**TASK GOAL**
Beginning with the line that contains "of the steel", reproduce the remaining lines of the material exactly, up to and including the last one, but no pictures.

**DATA EXTRACT**
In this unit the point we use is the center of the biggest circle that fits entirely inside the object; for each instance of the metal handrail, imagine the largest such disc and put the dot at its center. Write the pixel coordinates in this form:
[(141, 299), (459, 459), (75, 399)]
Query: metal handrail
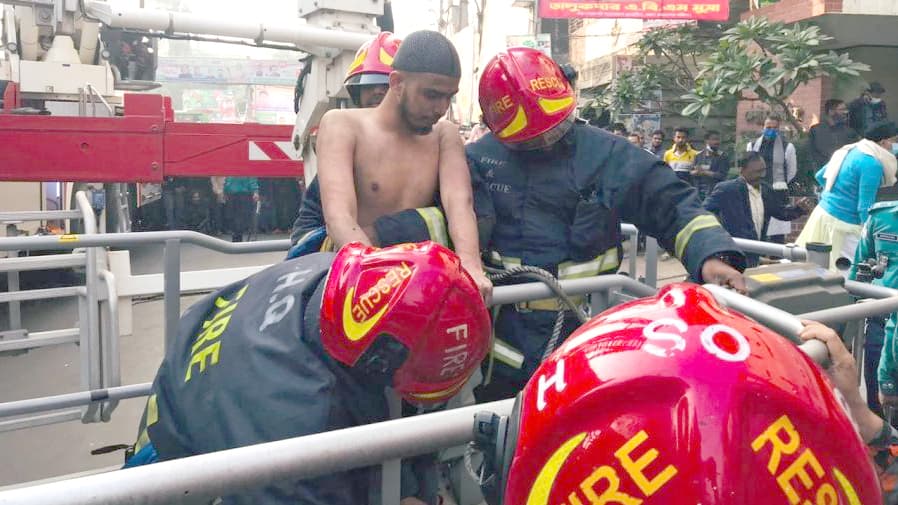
[(235, 470), (133, 239)]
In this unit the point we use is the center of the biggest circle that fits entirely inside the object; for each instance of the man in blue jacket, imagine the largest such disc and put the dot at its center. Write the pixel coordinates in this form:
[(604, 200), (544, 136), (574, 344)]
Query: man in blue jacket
[(558, 191), (745, 205)]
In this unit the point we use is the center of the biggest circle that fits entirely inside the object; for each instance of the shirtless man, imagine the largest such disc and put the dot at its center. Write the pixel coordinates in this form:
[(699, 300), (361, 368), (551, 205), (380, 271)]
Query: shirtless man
[(399, 155)]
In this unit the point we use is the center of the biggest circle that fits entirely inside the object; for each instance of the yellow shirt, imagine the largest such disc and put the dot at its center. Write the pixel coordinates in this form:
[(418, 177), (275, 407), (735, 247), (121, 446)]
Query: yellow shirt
[(681, 162)]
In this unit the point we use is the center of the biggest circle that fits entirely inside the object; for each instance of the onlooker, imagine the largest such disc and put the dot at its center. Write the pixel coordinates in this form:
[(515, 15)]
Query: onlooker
[(867, 109), (850, 181), (681, 156), (744, 205), (831, 133), (657, 143), (711, 165), (241, 194), (782, 166)]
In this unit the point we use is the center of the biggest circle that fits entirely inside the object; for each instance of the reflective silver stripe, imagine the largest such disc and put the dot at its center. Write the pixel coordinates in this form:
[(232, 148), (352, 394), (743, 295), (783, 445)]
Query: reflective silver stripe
[(436, 224), (507, 354), (685, 235)]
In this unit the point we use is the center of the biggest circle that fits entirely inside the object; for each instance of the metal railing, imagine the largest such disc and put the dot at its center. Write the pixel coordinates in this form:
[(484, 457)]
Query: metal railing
[(237, 470), (97, 303)]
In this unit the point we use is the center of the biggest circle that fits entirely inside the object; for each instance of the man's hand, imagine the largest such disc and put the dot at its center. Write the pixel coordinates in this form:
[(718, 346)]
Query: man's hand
[(806, 204), (843, 372), (888, 400), (484, 285), (715, 271)]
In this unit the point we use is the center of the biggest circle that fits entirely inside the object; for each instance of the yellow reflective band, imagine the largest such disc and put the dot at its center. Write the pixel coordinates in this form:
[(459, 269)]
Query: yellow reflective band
[(436, 224), (603, 263), (507, 354), (847, 488), (441, 394), (385, 58), (685, 235), (152, 418), (553, 105), (359, 59), (517, 124), (542, 485)]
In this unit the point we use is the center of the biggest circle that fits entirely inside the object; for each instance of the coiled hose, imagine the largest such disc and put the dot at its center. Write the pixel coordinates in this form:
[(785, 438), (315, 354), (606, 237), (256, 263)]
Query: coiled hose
[(540, 275)]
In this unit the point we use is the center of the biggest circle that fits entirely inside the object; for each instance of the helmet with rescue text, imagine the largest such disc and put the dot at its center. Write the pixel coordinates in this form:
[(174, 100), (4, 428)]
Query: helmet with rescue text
[(527, 100), (369, 73), (410, 314), (676, 400)]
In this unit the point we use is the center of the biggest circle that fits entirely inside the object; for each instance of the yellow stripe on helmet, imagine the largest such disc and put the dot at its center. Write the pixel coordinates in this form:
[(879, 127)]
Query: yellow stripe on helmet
[(553, 105), (517, 124)]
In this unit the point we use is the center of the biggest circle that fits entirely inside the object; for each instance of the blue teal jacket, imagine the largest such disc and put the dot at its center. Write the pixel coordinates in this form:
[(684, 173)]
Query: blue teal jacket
[(854, 191)]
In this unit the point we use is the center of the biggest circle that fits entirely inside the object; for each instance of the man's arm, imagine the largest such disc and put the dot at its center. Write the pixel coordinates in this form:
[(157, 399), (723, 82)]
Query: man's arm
[(669, 210), (336, 152), (458, 204)]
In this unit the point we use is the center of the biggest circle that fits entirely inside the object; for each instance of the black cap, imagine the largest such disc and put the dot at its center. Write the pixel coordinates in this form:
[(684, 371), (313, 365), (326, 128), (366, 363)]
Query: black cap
[(426, 51), (881, 131), (876, 87)]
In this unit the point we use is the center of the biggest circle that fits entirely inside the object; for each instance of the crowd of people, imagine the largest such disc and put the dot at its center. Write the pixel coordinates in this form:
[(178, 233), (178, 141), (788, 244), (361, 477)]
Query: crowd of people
[(372, 296)]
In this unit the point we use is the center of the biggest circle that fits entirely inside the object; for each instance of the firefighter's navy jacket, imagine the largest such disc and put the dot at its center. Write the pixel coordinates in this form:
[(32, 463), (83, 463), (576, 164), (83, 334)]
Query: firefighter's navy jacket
[(248, 367), (561, 209)]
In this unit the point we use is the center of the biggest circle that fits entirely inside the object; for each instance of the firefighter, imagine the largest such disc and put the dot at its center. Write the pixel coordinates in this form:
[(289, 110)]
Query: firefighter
[(558, 191), (367, 82), (879, 243), (293, 351), (674, 400)]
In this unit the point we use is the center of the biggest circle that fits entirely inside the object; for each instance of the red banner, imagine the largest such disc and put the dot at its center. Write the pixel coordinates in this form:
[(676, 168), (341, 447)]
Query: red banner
[(704, 10)]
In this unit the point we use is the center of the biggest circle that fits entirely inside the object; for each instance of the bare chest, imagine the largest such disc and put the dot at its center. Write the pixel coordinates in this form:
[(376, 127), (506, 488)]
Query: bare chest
[(393, 175)]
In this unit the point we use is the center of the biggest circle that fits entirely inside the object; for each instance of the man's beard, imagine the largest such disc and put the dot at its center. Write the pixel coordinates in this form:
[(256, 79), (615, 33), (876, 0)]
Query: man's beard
[(404, 113)]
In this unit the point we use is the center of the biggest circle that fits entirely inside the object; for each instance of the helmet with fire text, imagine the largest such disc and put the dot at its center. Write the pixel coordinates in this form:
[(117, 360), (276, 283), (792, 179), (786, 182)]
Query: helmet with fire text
[(409, 314), (527, 100), (372, 64), (675, 400)]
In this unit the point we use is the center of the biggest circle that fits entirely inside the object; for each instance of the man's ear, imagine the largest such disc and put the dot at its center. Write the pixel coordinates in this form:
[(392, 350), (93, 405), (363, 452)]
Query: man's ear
[(397, 79)]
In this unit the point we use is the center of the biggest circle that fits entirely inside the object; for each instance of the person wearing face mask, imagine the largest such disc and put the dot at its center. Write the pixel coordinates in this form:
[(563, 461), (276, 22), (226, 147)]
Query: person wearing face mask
[(850, 180), (831, 133), (867, 109), (782, 166), (711, 165)]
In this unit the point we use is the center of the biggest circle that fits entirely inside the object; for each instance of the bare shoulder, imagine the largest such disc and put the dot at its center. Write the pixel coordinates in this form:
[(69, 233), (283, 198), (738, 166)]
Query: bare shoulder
[(448, 133), (346, 119)]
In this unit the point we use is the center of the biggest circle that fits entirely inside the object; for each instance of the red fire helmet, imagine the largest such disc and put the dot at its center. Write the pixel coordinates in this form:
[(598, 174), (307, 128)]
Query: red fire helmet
[(409, 309), (373, 61), (524, 95), (676, 400)]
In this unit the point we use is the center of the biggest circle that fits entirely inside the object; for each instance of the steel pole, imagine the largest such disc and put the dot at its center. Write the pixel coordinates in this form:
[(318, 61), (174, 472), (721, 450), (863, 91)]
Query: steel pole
[(236, 470)]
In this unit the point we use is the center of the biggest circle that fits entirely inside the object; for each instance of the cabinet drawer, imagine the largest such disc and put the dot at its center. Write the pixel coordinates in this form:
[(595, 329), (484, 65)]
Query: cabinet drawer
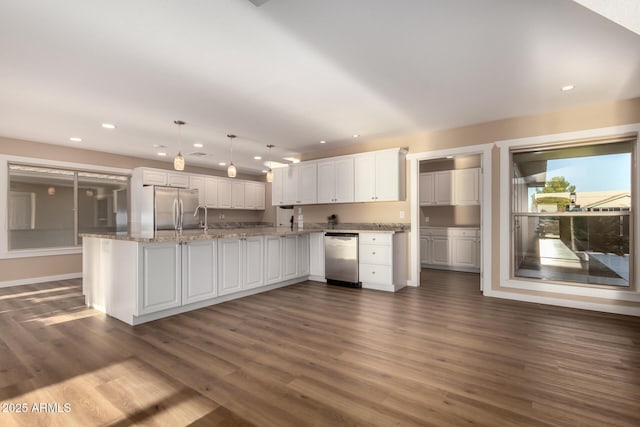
[(464, 232), (375, 274), (375, 238), (375, 254)]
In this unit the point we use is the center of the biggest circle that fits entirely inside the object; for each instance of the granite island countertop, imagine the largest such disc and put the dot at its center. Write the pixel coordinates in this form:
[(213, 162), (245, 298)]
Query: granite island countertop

**ANSWER**
In this unit the point we use is the center of the biggest circle that fits entirely inside the object; for each instance of the steel pole, imagine the largest such disc and put the dot at its center. Write the pixel coordinates in this form:
[(318, 61), (174, 472), (721, 450), (863, 91)]
Query: steel pole
[(236, 470)]
In this unit the point we use is the center of the biggest circle that fits entirely inside the object; for each instance of the cabinet drawer, imagine the largest such disc and put the dot at its center. Write the pixel coordinates in this form:
[(595, 329), (484, 65)]
Query: cabinet drawer
[(464, 232), (375, 274), (375, 238), (375, 254)]
In this unit the point we use is the center of the biggest circle that fits entirely inside the object; for each instance of the granite island countertop, imagine the largest such disc and put the dot at its center. Write the pixel coordinates in this form:
[(213, 162), (245, 298)]
Query: granite island countertop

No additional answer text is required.